## PASSAGE SHOWN
>> begin
I need to group the year after † char.
The pattern I found useful: †\D*(?<death_year>\d )*
(† 1656
), (ur. 1520, † ok. 1585
) - it works fine
but in this case:
(† 21
VII 1595)
I need to match only the last group of digits
I can rely on )
but those cases are possible: († 1656 ), († 1656? ), († 1656?)
Can you help me figure it out?
CodePudding user response:
You can grab the first 4-digit chunk after than char:
†.*?(?<death_year>\d{4})
See this regex demo. Here, †
is matched first, then .*?
consumes zero or more chars other than line break chars as few as possible, and then (?<death_year>\d{4})
captures four digits.
Although in this case it seems redundant, a check for "exactly four digits" might make it safer:
†.*?\b(?<death_year>\d{4})\b
†.*?(?<!\d)(?<death_year>\d{4})(?!\d)
>> end
Could you pick up the forum thread on capturing the year after the † character and carry it on past its final regex pattern?

## EXTRACTED INFORMATION
>> begin
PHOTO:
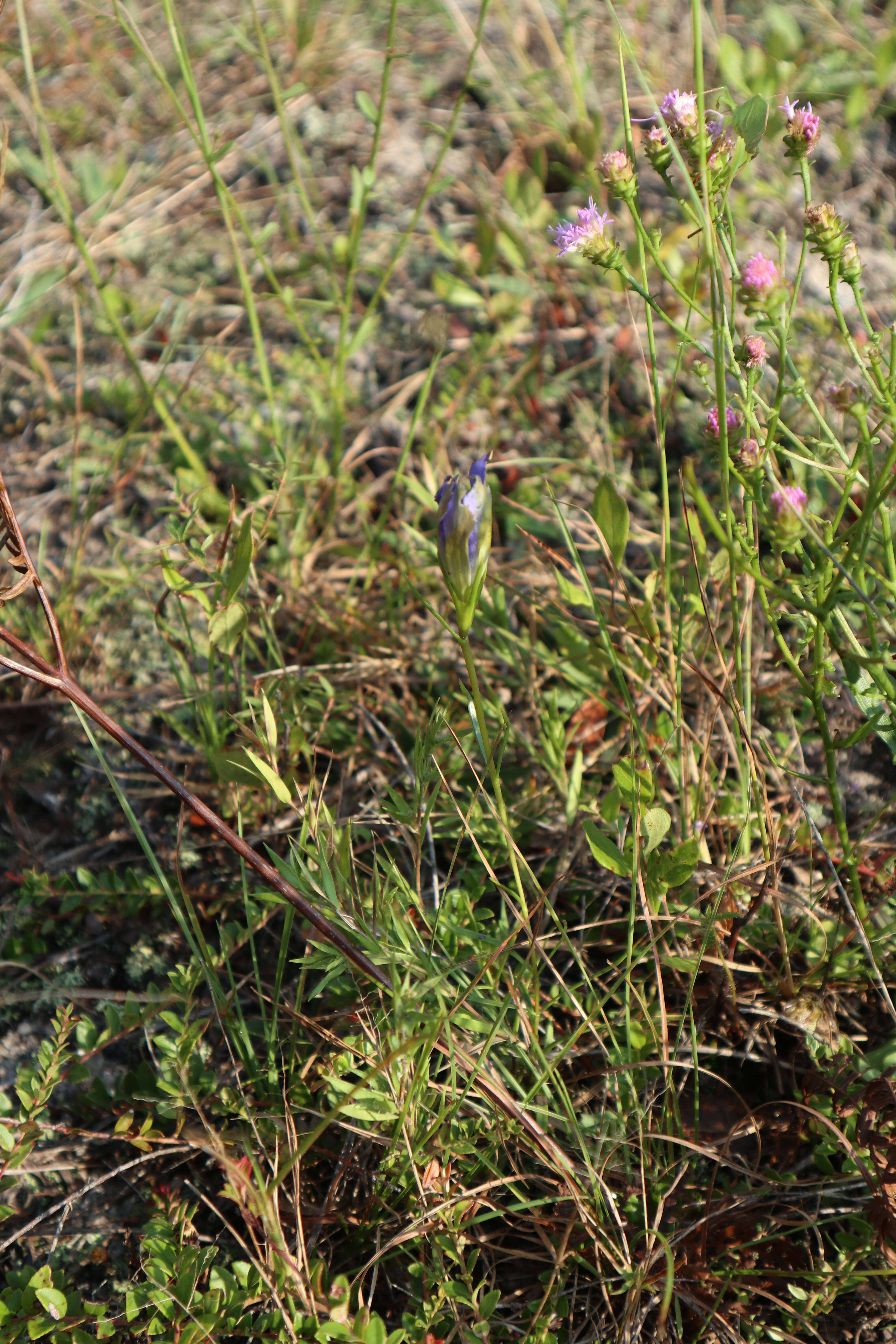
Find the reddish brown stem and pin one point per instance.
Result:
(65, 683)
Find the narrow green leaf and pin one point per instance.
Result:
(750, 123)
(366, 106)
(655, 825)
(242, 560)
(269, 778)
(228, 626)
(608, 854)
(612, 515)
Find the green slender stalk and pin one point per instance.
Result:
(493, 771)
(358, 216)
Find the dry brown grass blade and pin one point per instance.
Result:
(61, 679)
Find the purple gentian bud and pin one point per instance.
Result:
(788, 507)
(465, 540)
(803, 134)
(760, 284)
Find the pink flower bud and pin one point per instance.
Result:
(733, 420)
(804, 127)
(760, 284)
(680, 114)
(750, 455)
(754, 353)
(788, 507)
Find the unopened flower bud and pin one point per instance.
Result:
(760, 284)
(851, 267)
(827, 232)
(788, 506)
(803, 130)
(465, 540)
(618, 174)
(719, 158)
(750, 455)
(656, 147)
(680, 115)
(753, 353)
(586, 236)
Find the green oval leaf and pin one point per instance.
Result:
(228, 626)
(608, 854)
(655, 825)
(612, 515)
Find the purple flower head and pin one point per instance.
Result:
(760, 278)
(804, 127)
(680, 114)
(465, 538)
(618, 174)
(788, 503)
(756, 351)
(733, 420)
(588, 228)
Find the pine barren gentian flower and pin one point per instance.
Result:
(760, 284)
(788, 509)
(465, 540)
(803, 134)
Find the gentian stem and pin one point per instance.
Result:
(493, 772)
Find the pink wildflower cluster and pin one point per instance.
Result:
(760, 284)
(733, 420)
(680, 114)
(788, 509)
(588, 228)
(803, 130)
(756, 353)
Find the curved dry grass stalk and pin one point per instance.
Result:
(38, 670)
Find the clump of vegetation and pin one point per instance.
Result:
(468, 517)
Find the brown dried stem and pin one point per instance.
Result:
(61, 679)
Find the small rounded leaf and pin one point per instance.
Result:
(655, 825)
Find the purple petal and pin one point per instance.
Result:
(449, 519)
(479, 468)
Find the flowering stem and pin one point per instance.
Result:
(807, 179)
(493, 772)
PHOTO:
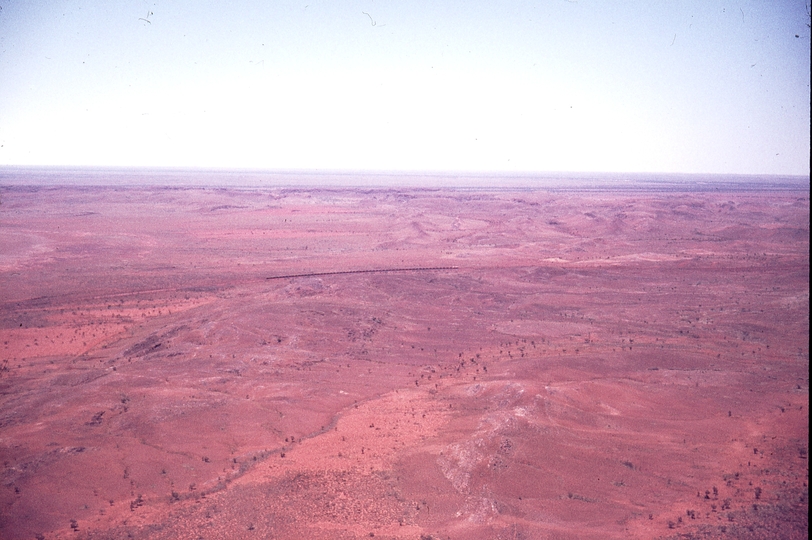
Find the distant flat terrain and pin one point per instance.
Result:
(425, 363)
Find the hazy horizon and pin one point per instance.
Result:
(686, 87)
(260, 178)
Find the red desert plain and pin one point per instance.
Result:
(286, 363)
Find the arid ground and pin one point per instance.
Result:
(564, 364)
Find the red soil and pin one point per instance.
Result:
(597, 365)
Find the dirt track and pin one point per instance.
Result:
(564, 365)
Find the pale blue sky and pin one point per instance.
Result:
(554, 85)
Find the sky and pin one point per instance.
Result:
(719, 87)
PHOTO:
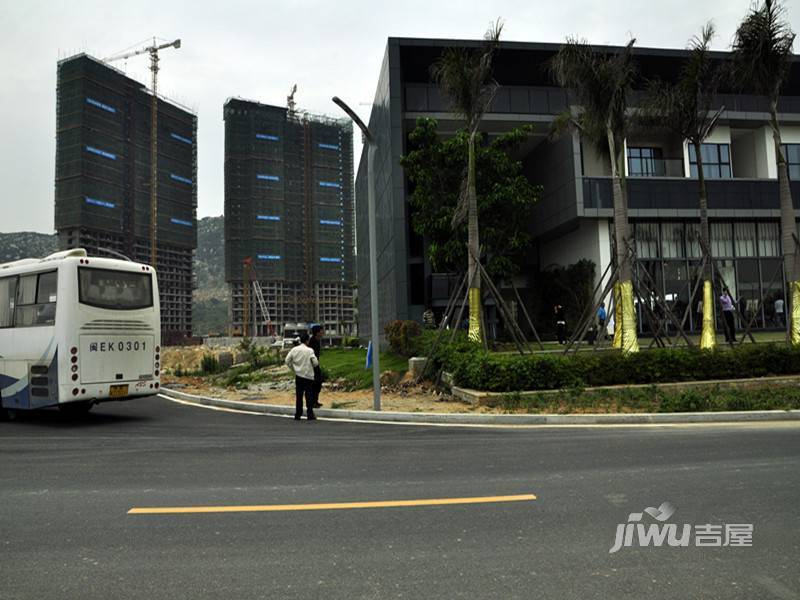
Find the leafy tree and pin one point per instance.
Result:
(600, 83)
(685, 108)
(762, 56)
(465, 78)
(504, 197)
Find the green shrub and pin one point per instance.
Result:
(401, 336)
(257, 356)
(712, 398)
(474, 368)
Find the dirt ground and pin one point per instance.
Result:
(403, 397)
(406, 399)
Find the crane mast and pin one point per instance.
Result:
(153, 52)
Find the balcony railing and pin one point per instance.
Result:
(655, 167)
(542, 100)
(723, 194)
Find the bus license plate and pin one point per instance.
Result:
(117, 391)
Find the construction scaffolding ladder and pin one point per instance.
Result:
(250, 276)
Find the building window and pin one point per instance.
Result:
(716, 161)
(745, 236)
(769, 239)
(672, 240)
(645, 162)
(791, 152)
(721, 239)
(646, 236)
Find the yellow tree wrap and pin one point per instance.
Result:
(474, 315)
(617, 318)
(708, 338)
(795, 326)
(630, 340)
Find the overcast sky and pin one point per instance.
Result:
(256, 50)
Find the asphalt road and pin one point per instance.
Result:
(66, 487)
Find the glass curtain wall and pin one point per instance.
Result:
(747, 261)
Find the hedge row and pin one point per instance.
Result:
(653, 400)
(507, 373)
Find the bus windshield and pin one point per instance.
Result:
(118, 290)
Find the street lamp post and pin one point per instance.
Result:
(369, 139)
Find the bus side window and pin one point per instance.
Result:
(36, 300)
(8, 292)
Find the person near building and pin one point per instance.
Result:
(728, 309)
(561, 323)
(315, 343)
(779, 308)
(302, 361)
(429, 319)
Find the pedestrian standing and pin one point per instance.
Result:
(561, 323)
(302, 360)
(779, 307)
(727, 316)
(315, 343)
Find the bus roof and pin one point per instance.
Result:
(79, 252)
(63, 255)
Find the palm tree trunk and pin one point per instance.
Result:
(475, 332)
(627, 312)
(708, 337)
(791, 258)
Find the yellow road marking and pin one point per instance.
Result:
(170, 510)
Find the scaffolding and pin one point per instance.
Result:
(103, 174)
(289, 206)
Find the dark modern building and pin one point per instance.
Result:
(103, 178)
(289, 209)
(573, 219)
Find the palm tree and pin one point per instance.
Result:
(762, 55)
(600, 83)
(684, 107)
(465, 78)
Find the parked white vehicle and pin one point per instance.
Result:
(77, 330)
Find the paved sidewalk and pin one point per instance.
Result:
(484, 419)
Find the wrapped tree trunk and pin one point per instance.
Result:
(626, 312)
(475, 331)
(708, 336)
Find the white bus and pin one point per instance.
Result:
(77, 330)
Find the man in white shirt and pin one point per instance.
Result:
(301, 360)
(779, 312)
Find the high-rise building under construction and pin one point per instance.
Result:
(103, 178)
(289, 212)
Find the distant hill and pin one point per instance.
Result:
(210, 299)
(26, 244)
(211, 296)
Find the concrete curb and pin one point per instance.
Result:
(479, 397)
(470, 419)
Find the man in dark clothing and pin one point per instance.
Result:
(315, 343)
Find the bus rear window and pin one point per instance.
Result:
(118, 290)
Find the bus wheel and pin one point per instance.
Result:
(76, 408)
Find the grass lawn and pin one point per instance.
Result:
(349, 365)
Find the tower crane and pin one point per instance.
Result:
(153, 52)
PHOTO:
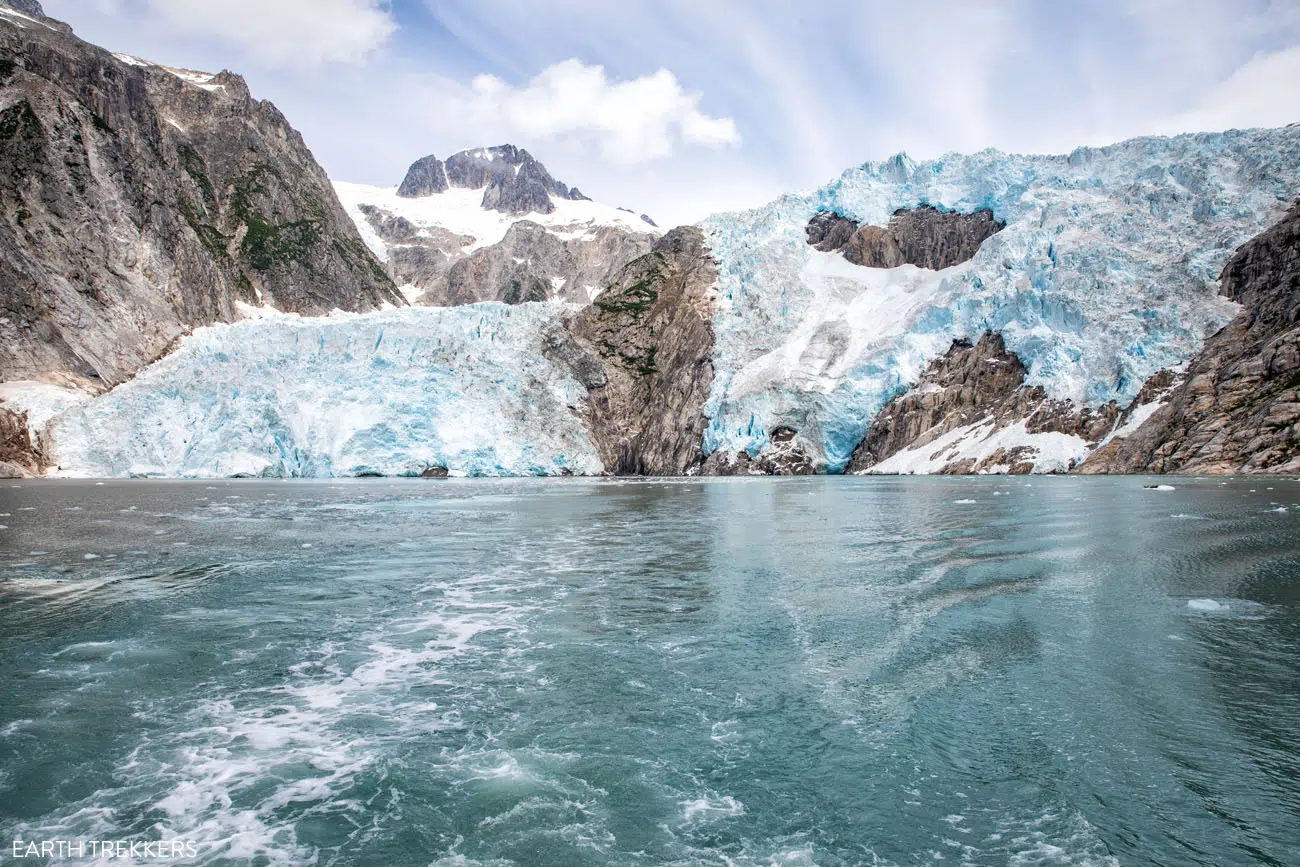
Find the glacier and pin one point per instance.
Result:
(1105, 273)
(390, 393)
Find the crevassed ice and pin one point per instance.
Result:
(1105, 273)
(391, 393)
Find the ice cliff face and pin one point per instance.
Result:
(1104, 273)
(492, 224)
(398, 393)
(1039, 308)
(138, 202)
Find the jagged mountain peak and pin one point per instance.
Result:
(25, 7)
(512, 181)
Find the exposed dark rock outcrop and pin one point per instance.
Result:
(784, 456)
(642, 350)
(27, 8)
(425, 177)
(1236, 408)
(20, 454)
(511, 180)
(139, 202)
(973, 384)
(923, 235)
(529, 264)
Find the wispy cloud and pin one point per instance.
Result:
(642, 102)
(625, 121)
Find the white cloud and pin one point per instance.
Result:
(628, 121)
(284, 33)
(1264, 91)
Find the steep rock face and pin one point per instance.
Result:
(138, 202)
(642, 350)
(971, 412)
(27, 7)
(533, 264)
(425, 177)
(20, 454)
(1105, 273)
(511, 180)
(449, 247)
(923, 237)
(784, 456)
(1238, 406)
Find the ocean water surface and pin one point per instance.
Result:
(809, 671)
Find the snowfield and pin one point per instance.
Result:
(1106, 272)
(460, 212)
(389, 393)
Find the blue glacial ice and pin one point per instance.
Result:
(386, 393)
(1105, 273)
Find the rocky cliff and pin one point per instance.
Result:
(138, 202)
(971, 412)
(923, 237)
(21, 454)
(511, 180)
(1236, 408)
(492, 224)
(642, 350)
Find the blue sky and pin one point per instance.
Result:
(684, 107)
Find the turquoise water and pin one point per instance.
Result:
(819, 671)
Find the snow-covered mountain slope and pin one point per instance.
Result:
(391, 393)
(1105, 272)
(492, 224)
(1090, 273)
>> end
## RESPONSE TO THIS EXERCISE
†(?:.*?\D)??(?<death_year>\d{4})(?!\d)
See the regex demo. Here, \b
fails the match if the four digits have a letter/digit/underscore on either side, (?<!\d)
/(?!\d)
does the same if there is a digit on either side, and the third option does the same as the second except without a lookbehind ((?:.*?\D)??
matches an optional occurrence of any 0 non-linebreak chars as few as possible, and then a non-digit char lazily, so that 4 digits could be captured right after †
).